*** Dataset rows

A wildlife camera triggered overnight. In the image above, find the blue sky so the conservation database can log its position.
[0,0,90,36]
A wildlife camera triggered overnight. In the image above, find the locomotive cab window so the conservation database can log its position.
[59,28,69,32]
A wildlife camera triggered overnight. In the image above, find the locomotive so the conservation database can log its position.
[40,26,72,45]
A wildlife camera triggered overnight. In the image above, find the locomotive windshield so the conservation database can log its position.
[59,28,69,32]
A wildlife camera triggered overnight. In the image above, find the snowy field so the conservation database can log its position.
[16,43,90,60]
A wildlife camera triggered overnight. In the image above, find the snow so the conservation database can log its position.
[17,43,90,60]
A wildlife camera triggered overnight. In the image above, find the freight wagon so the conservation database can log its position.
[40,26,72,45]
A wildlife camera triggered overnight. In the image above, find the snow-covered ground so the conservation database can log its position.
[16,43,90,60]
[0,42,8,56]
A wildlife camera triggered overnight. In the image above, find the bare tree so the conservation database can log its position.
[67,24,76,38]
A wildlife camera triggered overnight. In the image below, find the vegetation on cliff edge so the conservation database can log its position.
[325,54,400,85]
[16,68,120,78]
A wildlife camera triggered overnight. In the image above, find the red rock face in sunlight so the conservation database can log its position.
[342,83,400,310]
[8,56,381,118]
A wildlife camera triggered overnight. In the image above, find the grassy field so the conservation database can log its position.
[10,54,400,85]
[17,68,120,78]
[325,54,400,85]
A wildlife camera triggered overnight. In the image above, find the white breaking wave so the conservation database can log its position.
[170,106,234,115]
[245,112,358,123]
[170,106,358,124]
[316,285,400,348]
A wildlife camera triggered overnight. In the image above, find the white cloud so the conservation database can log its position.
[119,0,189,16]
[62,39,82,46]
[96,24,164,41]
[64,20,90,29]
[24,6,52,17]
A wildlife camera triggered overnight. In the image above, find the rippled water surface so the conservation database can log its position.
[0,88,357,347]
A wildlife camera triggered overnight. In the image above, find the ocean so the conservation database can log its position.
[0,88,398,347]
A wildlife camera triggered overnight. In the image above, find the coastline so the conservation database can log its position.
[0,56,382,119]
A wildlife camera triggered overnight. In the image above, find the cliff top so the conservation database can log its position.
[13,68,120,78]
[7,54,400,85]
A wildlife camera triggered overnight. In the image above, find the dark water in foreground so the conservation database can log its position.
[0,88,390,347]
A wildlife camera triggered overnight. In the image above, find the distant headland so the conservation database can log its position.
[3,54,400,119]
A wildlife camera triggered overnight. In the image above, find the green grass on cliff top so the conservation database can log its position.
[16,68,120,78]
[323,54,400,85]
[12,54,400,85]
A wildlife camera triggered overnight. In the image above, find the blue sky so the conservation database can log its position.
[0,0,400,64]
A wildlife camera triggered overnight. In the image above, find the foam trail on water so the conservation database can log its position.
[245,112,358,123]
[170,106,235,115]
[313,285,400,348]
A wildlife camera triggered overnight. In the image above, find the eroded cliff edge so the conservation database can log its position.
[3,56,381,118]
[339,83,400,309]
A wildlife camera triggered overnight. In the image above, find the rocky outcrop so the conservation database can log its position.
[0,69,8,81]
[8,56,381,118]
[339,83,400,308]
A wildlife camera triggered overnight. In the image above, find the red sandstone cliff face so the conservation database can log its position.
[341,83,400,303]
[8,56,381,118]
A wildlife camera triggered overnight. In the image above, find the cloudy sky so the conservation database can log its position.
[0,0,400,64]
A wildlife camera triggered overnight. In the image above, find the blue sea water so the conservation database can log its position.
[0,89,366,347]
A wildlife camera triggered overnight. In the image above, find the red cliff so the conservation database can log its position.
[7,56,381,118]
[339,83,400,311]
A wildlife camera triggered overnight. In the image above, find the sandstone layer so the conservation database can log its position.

******

Copy out all of the records above word for word, changing nothing.

Finished answer:
A wildlife camera triggered overnight. In the image above, find the blue sky so the conservation database can log its position.
[0,0,90,36]
A wildlife camera triggered overnight. In the image above, find the locomotive cab window so the conservation database can log its position.
[59,28,69,32]
A wildlife camera triggered overnight. In the image above, find the locomotive so the conservation database can log its position.
[40,26,72,45]
A wildlife camera triggered overnight. In the image above, find the locomotive windshield so the conservation database can log its position.
[59,28,69,32]
A wildlife camera triggered overnight. In the image above, find the snowy field so the conservation database can log its position.
[16,43,90,60]
A wildlife camera triggered overnight. In the image above, find the snow so the conservation database can log its position.
[17,43,90,60]
A wildlife camera triggered overnight. In the image above, find the freight wagon so the conservation database can log its position.
[40,26,72,45]
A wildlife camera triggered overnight. In the image above, find the snow-covered ground so the conservation database can log its position.
[16,43,90,60]
[0,42,8,56]
A wildlife camera triggered overnight. In the image above, find the bare tree so the conservation database can log its position.
[67,24,76,38]
A wildlife camera triggered overnight. In the image below, find the vegetation on cliff edge so the conservation database can log its position.
[325,54,400,85]
[16,68,120,78]
A wildlife camera triggered overnight. In the image above, find the red rock face in sunlight so the conservation database can log its position.
[342,83,400,310]
[8,56,381,118]
A wildlife camera triggered overnight. In the image above, find the grassy field so the conservation database can log its position.
[10,54,400,85]
[17,68,120,78]
[325,54,400,85]
A wildlife camera triggered overnight. In the image above, find the white breaking wave so the conservation database can log its position.
[170,106,234,115]
[245,112,358,123]
[170,106,358,124]
[316,285,400,348]
A wildlife camera triggered overnight. In the image above, find the white cloud so the conservation database can log its position.
[119,0,189,16]
[62,39,82,46]
[96,24,164,41]
[64,20,90,29]
[24,6,52,17]
A wildlife camera triggered overnight. In the image above, find the rippled water surface so the conservation database can log its position.
[0,88,357,347]
A wildlife camera triggered overnight. In the image above, find the ocean so the conservation database can log its position.
[0,88,398,347]
A wildlife camera triggered overnight. In the image above, find the coastline so the conservation database can log its position.
[0,56,382,119]
A wildlife camera triggered overnight. In the image above, find the cliff top so the conservation database can log its position.
[13,68,120,78]
[7,54,400,85]
A wildlife camera triggered overnight. In the image above, find the dark water in foreground so the conservation database can log its position.
[0,88,390,347]
A wildlife camera triggered overnight. In the image above, find the distant headland so the conservation database can log its position.
[3,54,400,119]
A wildlife camera triggered overnight. In the image above, find the green grass on cliff top so the conservation database can log its position.
[16,68,120,78]
[323,54,400,85]
[12,54,400,85]
A wildlife camera triggered overnight. In the image above, find the blue sky so the conservation database can log its position.
[0,0,400,64]
A wildlife camera triggered overnight. In the image above, find the foam trail on water so the conservation database can log its position.
[245,112,358,123]
[170,106,235,115]
[313,285,400,348]
A wildlife camera triggered overnight. In the image above, find the eroded cliff edge so the conservation database can log its position.
[3,56,381,118]
[339,83,400,309]
A wildlife camera triggered overnight. In the image above, find the rocky outcrop so the conservation database can log its position.
[0,69,8,81]
[8,56,381,118]
[339,83,400,308]
A wildlife camera triggered overnight. In the image above, find the red sandstone cliff face so the conservation database can log its position.
[341,83,400,303]
[8,56,381,118]
A wildlife camera triggered overnight. In the image above, find the cloudy sky so the conservation database can log its position.
[0,0,400,64]
A wildlife camera triggered overnight. In the image above, find the blue sea water so the conservation database can log its position.
[0,89,366,347]
A wildlife camera triggered overnight. In the image above, find the red cliff so the conservation database can log its position.
[7,56,381,118]
[339,83,400,311]
A wildlife camera triggered overnight. In the image above, find the sandstone layer so the conservation database can log its position.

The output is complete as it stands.